Set task → Reproduce the listing below line for line, changing nothing.

Dataset excerpts →
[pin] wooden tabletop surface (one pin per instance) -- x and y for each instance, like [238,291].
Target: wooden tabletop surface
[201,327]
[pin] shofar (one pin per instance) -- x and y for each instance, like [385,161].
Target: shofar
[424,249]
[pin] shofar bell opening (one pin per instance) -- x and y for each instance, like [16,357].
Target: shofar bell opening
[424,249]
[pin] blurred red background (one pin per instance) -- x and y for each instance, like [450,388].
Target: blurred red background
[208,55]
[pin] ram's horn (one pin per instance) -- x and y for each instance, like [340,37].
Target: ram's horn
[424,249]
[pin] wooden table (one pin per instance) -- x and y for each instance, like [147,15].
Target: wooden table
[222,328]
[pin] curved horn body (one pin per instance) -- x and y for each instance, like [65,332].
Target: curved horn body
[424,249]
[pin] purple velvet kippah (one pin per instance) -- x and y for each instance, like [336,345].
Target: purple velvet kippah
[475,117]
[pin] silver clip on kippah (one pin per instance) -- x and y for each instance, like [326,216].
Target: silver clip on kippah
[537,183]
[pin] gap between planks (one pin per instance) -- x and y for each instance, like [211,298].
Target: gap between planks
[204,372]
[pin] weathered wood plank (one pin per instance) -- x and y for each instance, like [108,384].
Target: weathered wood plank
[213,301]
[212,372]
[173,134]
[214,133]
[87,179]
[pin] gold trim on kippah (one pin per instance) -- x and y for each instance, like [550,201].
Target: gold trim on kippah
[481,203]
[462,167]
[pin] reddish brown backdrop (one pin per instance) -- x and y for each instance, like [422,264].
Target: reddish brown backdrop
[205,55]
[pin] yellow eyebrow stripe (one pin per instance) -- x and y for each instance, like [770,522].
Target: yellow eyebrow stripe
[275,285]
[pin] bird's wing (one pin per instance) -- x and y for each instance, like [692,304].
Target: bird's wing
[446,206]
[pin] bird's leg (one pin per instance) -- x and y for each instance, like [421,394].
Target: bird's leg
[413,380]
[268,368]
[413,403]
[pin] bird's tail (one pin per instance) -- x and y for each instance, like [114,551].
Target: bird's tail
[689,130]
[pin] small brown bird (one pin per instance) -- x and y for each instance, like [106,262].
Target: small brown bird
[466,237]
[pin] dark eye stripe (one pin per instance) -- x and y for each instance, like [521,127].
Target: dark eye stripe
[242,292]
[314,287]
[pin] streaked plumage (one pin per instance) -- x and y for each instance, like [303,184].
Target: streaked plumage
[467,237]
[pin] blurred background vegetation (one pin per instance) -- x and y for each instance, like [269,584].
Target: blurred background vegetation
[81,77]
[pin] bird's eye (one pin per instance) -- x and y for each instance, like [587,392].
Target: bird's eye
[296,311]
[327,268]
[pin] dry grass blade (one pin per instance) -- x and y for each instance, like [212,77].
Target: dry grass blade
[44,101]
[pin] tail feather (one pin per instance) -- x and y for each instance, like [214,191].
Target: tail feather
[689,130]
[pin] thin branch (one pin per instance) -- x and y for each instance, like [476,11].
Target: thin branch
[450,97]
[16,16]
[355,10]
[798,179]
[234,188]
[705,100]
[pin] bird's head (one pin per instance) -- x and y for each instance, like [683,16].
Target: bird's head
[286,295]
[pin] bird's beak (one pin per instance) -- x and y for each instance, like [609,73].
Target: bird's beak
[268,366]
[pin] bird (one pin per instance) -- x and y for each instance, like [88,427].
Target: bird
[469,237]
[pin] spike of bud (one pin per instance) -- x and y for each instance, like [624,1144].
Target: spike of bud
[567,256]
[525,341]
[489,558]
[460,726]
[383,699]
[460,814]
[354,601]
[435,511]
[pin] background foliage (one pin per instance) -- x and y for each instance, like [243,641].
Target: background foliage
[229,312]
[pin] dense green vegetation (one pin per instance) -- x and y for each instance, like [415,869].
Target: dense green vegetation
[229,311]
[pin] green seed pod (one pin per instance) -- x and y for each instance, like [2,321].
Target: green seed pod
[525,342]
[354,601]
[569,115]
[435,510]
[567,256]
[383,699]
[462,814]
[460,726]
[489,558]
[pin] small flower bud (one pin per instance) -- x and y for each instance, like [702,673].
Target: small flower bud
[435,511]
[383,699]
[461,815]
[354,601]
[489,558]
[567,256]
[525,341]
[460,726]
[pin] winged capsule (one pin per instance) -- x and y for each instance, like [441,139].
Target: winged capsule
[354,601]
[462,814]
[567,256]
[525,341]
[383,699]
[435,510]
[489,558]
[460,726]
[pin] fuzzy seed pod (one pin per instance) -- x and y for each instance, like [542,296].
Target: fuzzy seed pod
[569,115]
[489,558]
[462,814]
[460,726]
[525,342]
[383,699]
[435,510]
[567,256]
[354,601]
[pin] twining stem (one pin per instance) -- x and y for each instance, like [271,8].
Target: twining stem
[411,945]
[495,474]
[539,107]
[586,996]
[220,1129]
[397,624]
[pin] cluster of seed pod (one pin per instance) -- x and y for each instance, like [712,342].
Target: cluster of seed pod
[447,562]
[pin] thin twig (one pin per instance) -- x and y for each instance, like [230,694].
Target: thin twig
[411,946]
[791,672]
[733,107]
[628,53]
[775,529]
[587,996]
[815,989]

Response →
[pin] wooden tabletop surface (one pin per instance) -- x and y for each instance, like [238,291].
Target: wooden tabletop surface
[201,327]
[pin] shofar (one pin per instance) -- x and y for each instance, like [385,161].
Target: shofar
[424,249]
[pin] shofar bell opening (one pin per instance) -- x and y for each instance, like [16,357].
Target: shofar bell opening
[424,249]
[pin] blurred red background (one pin per instance) -- x and y for each instance, like [450,388].
Target: blurred red background
[208,55]
[pin] ram's horn (one pin per instance) -- x and y for each instance, like [340,37].
Target: ram's horn
[424,249]
[pin] wooden table (one pin per instance) -- x and y for each instance, like [147,15].
Target: wooden table
[222,328]
[pin] curved horn body (one pin per instance) -- x and y for each instance, like [65,332].
Target: curved horn body
[424,249]
[pin] purple velvet kippah (one pin per instance) -- x and y for each instance, like [336,345].
Target: purple velvet kippah
[475,117]
[pin] silver clip on kippah (one pin per instance) -- x and y for each instance, like [326,216].
Target: silver clip on kippah
[537,183]
[pin] gap between planks (one pin per instance) -- x and y for each instance, like [211,298].
Target: gap between planks
[204,372]
[pin] weathered wood plank (one pin per instance) -- x and y for each instance, like [108,384].
Target: weathered wood plank
[213,301]
[212,372]
[173,134]
[214,133]
[87,179]
[pin] gold trim on kippah (one pin per instance) -- x and y for each instance, like [550,201].
Target: gold trim on kippah
[481,203]
[462,167]
[pin] reddish brown backdrop (one pin per instance) -- x and y for each instance, like [422,264].
Target: reddish brown backdrop
[205,55]
[pin] yellow eyebrow stripe (one pin per instance) -- x and y for each instance, like [770,522].
Target: yellow eyebrow stripe
[275,285]
[pin] bird's wing (one pin per instance) -- x and y for each instance, like [692,304].
Target: bird's wing
[446,206]
[pin] bird's leg (one pin per instance) -- x and y for each instance, like [421,394].
Target: bird's leg
[413,380]
[268,368]
[413,403]
[pin] bird's tail (one pin per instance) -- x and y for each instance, like [114,551].
Target: bird's tail
[689,130]
[pin] small brown bird (one pin per instance) -- x and y for each instance, like [106,262].
Target: small brown bird
[466,237]
[pin] dark eye stripe (one pin per instance) -- x and y for each instance, like [521,127].
Target: dark eye stripe
[242,292]
[314,287]
[pin] streaked plumage (one pin per instance) -- x and y for each instance, like [303,184].
Target: streaked plumage
[467,237]
[pin] blurred background vegetation (one pin per instance) -- x and y for each instance, like [269,584].
Target: blurred background vegetation
[81,77]
[pin] bird's eye (one pin per instance) -- x and y for each instance, like [587,392].
Target: bird's eye
[296,311]
[327,268]
[pin] dry grass blade (one pin per instance) -- x and y for each instance, like [212,77].
Target: dry grass blade
[44,101]
[pin] tail feather (one pin per instance) -- x and y for each instance, like [214,191].
Target: tail feather
[689,130]
[pin] thin branch (one pin per instance) -- x and y for each instance, like [476,11].
Target: thin branch
[450,97]
[16,16]
[355,10]
[798,179]
[234,188]
[705,100]
[pin] bird's head (one pin per instance) -- x and y for each instance, like [683,16].
Target: bird's head
[286,295]
[pin] bird's beak (one pin per instance) -- x and y for each instance, like [609,73].
Target: bird's beak
[268,366]
[pin] bird (one pin per instance) -- x and y for each instance, like [88,427].
Target: bird
[469,237]
[pin] spike of bud (one pin per instance) -- x and y for each instance, like [624,1144].
Target: spike of bud
[567,256]
[525,341]
[489,558]
[460,726]
[383,699]
[460,814]
[354,601]
[435,511]
[pin] background foliage (one pin per instance) -- x and y for each instance, like [243,641].
Target: background foliage
[229,312]
[pin] dense green vegetation (one pin per instance) -- x and y for each instance, like [415,869].
Target: dense green vegetation
[229,311]
[pin] green seed pod (one pin per instance) -- x and y for each instance, like [2,321].
Target: green seed pod
[525,342]
[354,601]
[569,115]
[435,510]
[567,256]
[383,699]
[462,814]
[460,726]
[489,558]
[pin] small flower bud (one pin per instance) -- x and y for each instance, like [702,673].
Target: small flower bud
[435,511]
[383,699]
[461,815]
[354,601]
[489,558]
[567,256]
[525,341]
[460,726]
[pin] winged capsule (one pin per instance) -- x and y for each instance, like [441,139].
Target: winged capsule
[354,601]
[462,814]
[567,256]
[525,341]
[383,699]
[435,510]
[489,558]
[460,726]
[pin] fuzzy seed pod (one pin per instance) -- x and y for each instance, like [542,296].
Target: fuzzy seed pod
[569,115]
[489,558]
[462,814]
[460,726]
[525,342]
[383,699]
[435,510]
[567,256]
[354,601]
[pin] twining stem (one pin per instance) -- x and y for each instance, like [271,8].
Target: twining stem
[411,945]
[495,474]
[539,107]
[586,996]
[220,1129]
[397,624]
[pin] cluster of seed pod (one pin per instance) -- x and y for each instance, like [712,342].
Target: cluster of seed pod
[447,562]
[pin] thin twig (one pin per instance) -- x and y for each instance, like [230,694].
Target: thin twig
[411,946]
[791,672]
[733,107]
[628,53]
[775,529]
[587,996]
[815,989]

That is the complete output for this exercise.